Data poetry: Ode to The General Index

In this six-minute-long impassioned video, Carl Malamud draws on his considerable poetical and performance skills to introduce The General Index:

What is The General Index, and how can it benefit you? The answer, some of it in the form of questions, is in the video.

Here, to whet your appetite for viewing the video, are some passionate phrases from it, and from the documentation about it:

Topics—Access to Knowledge, Text and Data Mining, Temples of Knowledge, General Index
Language—Science is our universal language.

Public Resource, a registered nonprofit organization based in California, has created a General Index to scientific journals. The General Index consists of a listing of n-grams, from unigrams to five-grams, extracted from 107 million journal articles.

The General Index is non-consumptive, in that the underlying articles are not released, and it is transformative in that the release consists of the extraction of facts that are derived from that underlying corpus. The General Index is available for free download with no restrictions on use. This is an initial release, and the hope is to improve the quality of text extraction, broaden the scope of the underlying corpus, provide more sophisticated metrics associated with terms, and other enhancements.

Provided data:

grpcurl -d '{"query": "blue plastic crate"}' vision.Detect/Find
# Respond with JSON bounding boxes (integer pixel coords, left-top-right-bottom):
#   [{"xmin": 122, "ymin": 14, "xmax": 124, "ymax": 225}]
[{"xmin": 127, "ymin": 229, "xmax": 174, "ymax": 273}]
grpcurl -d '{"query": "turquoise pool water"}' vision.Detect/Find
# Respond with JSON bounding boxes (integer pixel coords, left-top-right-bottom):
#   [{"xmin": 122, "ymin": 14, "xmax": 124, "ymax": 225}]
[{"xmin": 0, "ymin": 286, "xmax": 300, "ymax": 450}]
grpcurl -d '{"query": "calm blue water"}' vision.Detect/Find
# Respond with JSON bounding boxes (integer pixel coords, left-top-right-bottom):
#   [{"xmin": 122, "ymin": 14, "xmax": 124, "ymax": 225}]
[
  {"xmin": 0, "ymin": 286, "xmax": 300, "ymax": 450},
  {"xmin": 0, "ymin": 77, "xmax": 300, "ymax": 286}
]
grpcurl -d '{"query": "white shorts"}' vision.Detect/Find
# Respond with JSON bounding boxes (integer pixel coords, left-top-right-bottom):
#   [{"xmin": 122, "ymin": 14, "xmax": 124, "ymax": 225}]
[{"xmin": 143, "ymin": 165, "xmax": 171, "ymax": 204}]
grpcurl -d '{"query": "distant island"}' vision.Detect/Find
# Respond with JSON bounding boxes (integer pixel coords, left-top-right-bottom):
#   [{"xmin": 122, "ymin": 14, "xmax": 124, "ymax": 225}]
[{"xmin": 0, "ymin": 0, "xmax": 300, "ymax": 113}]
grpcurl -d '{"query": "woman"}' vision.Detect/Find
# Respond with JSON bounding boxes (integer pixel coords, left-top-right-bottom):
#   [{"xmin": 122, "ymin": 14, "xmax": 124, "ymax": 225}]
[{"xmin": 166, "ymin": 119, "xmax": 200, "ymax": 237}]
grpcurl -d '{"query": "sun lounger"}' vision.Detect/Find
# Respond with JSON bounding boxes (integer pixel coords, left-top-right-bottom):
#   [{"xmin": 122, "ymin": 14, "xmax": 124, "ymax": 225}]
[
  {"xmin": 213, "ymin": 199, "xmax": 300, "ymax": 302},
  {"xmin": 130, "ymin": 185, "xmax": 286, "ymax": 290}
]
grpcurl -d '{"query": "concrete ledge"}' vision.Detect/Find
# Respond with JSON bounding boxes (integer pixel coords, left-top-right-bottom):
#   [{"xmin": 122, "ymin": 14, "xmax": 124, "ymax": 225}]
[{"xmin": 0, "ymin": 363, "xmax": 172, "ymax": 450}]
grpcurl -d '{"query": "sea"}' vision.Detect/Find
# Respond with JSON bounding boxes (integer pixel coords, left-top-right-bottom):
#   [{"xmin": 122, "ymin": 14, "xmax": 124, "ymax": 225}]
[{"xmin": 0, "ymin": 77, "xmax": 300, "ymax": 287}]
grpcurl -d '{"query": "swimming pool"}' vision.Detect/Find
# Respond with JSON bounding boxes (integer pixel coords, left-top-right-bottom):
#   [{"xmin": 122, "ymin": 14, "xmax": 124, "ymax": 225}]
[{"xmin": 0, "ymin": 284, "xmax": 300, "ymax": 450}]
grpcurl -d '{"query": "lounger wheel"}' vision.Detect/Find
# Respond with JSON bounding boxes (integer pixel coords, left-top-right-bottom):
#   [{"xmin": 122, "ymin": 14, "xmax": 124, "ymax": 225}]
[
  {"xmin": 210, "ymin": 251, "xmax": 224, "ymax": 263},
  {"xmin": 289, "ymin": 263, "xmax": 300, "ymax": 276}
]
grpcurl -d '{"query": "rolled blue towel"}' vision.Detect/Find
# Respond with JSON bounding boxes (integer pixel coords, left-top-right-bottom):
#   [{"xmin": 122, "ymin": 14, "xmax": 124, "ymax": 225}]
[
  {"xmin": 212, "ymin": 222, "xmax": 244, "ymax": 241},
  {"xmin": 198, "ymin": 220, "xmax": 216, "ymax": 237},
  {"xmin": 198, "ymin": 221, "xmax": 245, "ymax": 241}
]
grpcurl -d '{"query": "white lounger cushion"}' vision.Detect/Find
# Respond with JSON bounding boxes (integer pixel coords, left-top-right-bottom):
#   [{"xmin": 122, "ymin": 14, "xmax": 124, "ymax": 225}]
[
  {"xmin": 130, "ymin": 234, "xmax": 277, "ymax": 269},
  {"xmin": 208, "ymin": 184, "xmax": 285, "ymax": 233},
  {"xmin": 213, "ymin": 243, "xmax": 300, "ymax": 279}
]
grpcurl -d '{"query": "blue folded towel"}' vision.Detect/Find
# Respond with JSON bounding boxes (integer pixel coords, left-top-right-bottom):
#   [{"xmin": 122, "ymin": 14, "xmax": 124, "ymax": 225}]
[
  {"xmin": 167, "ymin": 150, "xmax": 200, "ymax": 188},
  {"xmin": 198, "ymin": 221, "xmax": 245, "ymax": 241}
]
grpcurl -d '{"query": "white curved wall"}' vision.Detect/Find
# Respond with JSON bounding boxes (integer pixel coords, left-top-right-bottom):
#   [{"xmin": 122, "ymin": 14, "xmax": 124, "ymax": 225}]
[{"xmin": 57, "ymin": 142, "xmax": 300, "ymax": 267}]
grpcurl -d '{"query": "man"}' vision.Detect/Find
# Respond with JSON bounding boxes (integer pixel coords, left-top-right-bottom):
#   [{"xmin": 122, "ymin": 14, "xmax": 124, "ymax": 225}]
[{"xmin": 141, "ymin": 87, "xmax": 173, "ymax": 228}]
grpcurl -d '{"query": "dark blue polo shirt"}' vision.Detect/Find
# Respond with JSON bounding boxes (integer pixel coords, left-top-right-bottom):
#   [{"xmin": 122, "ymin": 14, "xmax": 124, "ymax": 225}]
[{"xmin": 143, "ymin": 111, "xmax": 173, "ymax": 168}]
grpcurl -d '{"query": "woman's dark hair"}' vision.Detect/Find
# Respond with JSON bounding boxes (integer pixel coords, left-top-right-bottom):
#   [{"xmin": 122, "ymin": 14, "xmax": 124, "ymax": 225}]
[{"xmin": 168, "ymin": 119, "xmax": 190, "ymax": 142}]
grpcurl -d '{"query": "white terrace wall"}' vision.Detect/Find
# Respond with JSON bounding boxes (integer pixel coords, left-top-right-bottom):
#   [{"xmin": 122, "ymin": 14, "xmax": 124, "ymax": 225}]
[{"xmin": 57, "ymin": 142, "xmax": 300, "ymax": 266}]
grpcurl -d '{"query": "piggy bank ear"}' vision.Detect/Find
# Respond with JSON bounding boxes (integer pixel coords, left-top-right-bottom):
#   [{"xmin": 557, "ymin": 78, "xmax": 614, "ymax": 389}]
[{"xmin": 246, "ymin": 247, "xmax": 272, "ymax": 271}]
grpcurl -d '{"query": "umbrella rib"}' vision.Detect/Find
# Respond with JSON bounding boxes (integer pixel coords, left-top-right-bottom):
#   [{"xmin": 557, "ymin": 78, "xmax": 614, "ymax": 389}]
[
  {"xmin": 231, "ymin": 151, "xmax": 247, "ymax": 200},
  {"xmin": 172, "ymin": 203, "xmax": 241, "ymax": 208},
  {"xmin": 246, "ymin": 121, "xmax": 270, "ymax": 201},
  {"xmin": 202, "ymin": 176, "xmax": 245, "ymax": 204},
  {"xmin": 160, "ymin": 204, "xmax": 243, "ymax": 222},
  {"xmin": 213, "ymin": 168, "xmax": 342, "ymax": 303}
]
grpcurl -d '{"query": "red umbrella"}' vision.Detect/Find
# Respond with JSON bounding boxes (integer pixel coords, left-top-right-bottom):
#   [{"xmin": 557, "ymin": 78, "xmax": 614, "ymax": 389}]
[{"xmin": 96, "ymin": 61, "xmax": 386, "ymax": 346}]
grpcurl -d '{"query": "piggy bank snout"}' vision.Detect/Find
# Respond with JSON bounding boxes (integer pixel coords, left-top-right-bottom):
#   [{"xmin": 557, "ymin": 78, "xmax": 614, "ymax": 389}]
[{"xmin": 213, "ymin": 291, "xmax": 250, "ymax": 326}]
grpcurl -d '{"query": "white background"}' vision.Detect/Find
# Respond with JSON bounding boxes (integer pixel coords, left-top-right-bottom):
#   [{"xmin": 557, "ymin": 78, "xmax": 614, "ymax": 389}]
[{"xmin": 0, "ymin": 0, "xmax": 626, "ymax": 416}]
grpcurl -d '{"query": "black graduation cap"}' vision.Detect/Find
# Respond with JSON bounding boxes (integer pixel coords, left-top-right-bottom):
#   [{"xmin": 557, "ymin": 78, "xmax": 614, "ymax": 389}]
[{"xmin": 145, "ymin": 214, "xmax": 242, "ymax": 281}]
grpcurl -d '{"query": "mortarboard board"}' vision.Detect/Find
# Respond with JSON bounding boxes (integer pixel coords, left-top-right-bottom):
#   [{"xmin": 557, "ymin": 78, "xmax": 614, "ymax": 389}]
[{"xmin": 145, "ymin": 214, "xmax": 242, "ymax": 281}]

Tasks:
a - In the text on The General Index, from how many journal articles were the n-grams extracted?
b - Please continue the text on The General Index from its last sentence.

Answers by item:
a - From 107 million journal articles.

b -
Access to the full corpus of scholarly journals is an essential facility to the practice of science in our modern world. The General Index is an invaluable utility for researchers who wish to search for articles about plants, chemicals, genes, proteins, materials, geographical locations, and other entities of interest. The General Index allows scholars and students all over the world to perform specialized and customized searches within the scope of their disciplines and research over the full corpus.

Access to knowledge is a human right and the increase and diffusion of knowledge depends on our ability to stand on the shoulders of giants.